EXERCISE PROMPT
Copy out everything from the start of the material below down to the line containing "<point>42,169</point>", including that line. Leave the pictures out.

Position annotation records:
◆ ◆ ◆ ◆

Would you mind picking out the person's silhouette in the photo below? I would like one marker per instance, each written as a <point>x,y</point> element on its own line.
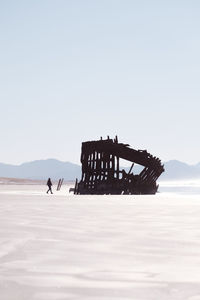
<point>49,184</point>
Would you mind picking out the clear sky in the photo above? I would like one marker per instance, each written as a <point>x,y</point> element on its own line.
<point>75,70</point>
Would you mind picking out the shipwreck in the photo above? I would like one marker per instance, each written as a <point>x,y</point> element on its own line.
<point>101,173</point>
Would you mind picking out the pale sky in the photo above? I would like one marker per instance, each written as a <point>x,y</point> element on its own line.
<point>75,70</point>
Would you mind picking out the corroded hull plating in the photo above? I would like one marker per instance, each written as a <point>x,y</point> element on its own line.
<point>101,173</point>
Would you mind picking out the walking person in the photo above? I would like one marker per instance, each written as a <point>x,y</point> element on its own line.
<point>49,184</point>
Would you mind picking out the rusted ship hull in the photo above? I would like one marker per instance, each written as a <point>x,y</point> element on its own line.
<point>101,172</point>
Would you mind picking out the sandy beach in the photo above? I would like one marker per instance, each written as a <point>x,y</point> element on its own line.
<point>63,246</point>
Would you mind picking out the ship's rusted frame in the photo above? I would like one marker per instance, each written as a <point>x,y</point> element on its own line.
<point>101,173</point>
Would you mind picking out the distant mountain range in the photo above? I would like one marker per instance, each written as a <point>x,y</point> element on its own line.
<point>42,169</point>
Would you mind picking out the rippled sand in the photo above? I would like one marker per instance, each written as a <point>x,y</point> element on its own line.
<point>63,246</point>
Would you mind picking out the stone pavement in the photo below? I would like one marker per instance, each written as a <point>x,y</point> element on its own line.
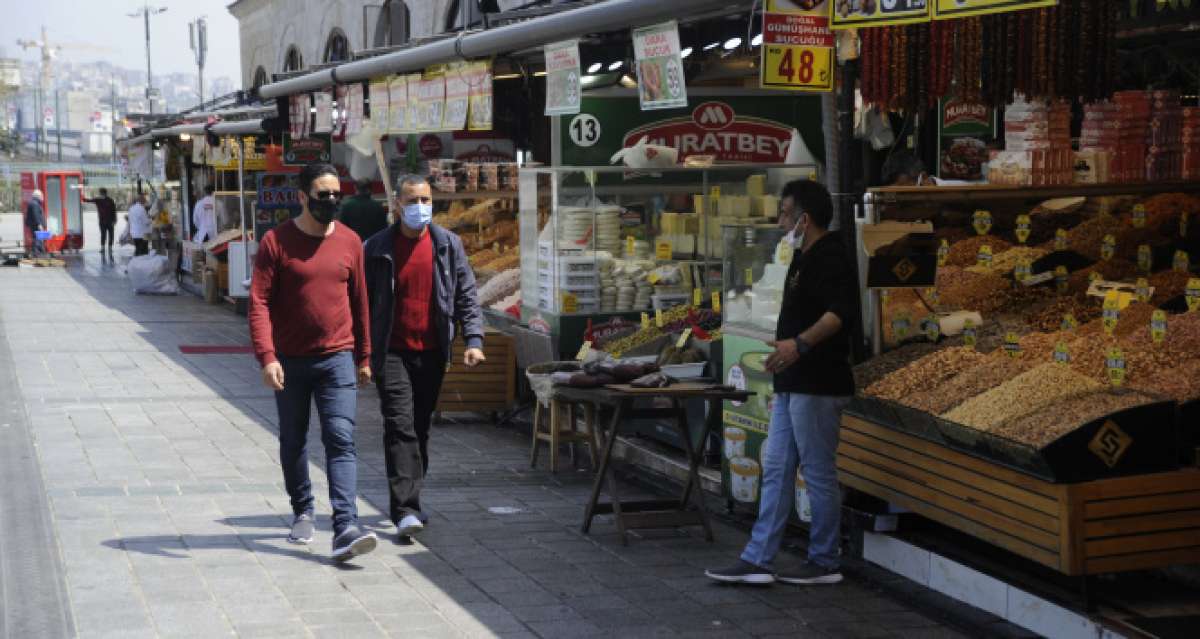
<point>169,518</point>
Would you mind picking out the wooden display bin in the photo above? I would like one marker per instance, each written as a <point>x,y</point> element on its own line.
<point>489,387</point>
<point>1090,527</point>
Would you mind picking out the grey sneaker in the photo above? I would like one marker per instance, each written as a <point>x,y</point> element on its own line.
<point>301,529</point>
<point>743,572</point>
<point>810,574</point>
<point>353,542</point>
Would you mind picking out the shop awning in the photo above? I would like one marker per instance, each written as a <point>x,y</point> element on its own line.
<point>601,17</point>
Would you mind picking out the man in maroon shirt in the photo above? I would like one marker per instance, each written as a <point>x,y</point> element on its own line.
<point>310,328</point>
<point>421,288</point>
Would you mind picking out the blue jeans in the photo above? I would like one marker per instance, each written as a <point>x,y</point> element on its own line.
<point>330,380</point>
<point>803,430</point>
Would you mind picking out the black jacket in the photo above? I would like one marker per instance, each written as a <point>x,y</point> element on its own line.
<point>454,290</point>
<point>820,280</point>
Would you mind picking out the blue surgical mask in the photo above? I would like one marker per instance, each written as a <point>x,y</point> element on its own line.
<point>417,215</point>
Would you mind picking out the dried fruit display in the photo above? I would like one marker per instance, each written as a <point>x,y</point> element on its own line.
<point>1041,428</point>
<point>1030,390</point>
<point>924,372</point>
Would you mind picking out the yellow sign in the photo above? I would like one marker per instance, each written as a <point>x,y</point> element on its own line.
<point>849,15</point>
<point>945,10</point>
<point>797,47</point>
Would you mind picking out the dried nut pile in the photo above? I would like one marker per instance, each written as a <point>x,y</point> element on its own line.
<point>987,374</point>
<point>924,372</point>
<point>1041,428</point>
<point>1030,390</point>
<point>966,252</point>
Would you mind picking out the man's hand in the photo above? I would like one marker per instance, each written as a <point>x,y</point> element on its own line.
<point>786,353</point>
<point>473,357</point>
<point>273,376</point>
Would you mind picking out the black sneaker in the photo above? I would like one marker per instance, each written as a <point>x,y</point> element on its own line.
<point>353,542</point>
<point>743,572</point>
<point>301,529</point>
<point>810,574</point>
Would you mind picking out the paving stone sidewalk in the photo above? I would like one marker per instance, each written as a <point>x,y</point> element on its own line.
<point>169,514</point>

◆ ◆ ◆ ◆

RESULT
Would you mind picking out the person's silhouette in the photo below? I would like one marker per instance, each written as a <point>x,y</point> element on its own line.
<point>49,184</point>
Would you mind picking out the clear sky in the photo above? I would like one marker per instance, each written as a <point>x,y</point> element on its own line.
<point>75,70</point>
Would you mind picking out the shipwreck in the photo above? I would like one marker per instance, each written as a <point>x,y</point> element on its own line.
<point>101,173</point>
Would you mind picking out the pale sky in the photo above? I would like one marker per instance, each written as a <point>x,y</point> element on its own line.
<point>75,70</point>
Would you mind picking out the corroded hull plating in the photo above? I would like one marker per instance, each written as a <point>x,y</point> element on its own line.
<point>101,173</point>
Would you mind picking out the walking person in the photo above? I would like one marker per instance, each written as a <point>x,y</point> element on its own line.
<point>49,184</point>
Would you mind picking out the rusted ship hull in the photo above? I would like one marker per instance, each written as a <point>x,y</point> element on its own line.
<point>101,172</point>
Would you mind picking out the sandy beach in the photo above? I would like one marker per instance, each written as a <point>x,y</point> element on its own line.
<point>63,246</point>
Would you mind picking out the ship's rusted frame in the photo above? I would like one marker per instance, each written as a <point>x,y</point> element on its own line.
<point>101,173</point>
Would you mind picking out the distant mountain range in the photo above? I would like one marker per instance, each written as a <point>x,y</point> element on its own line.
<point>42,169</point>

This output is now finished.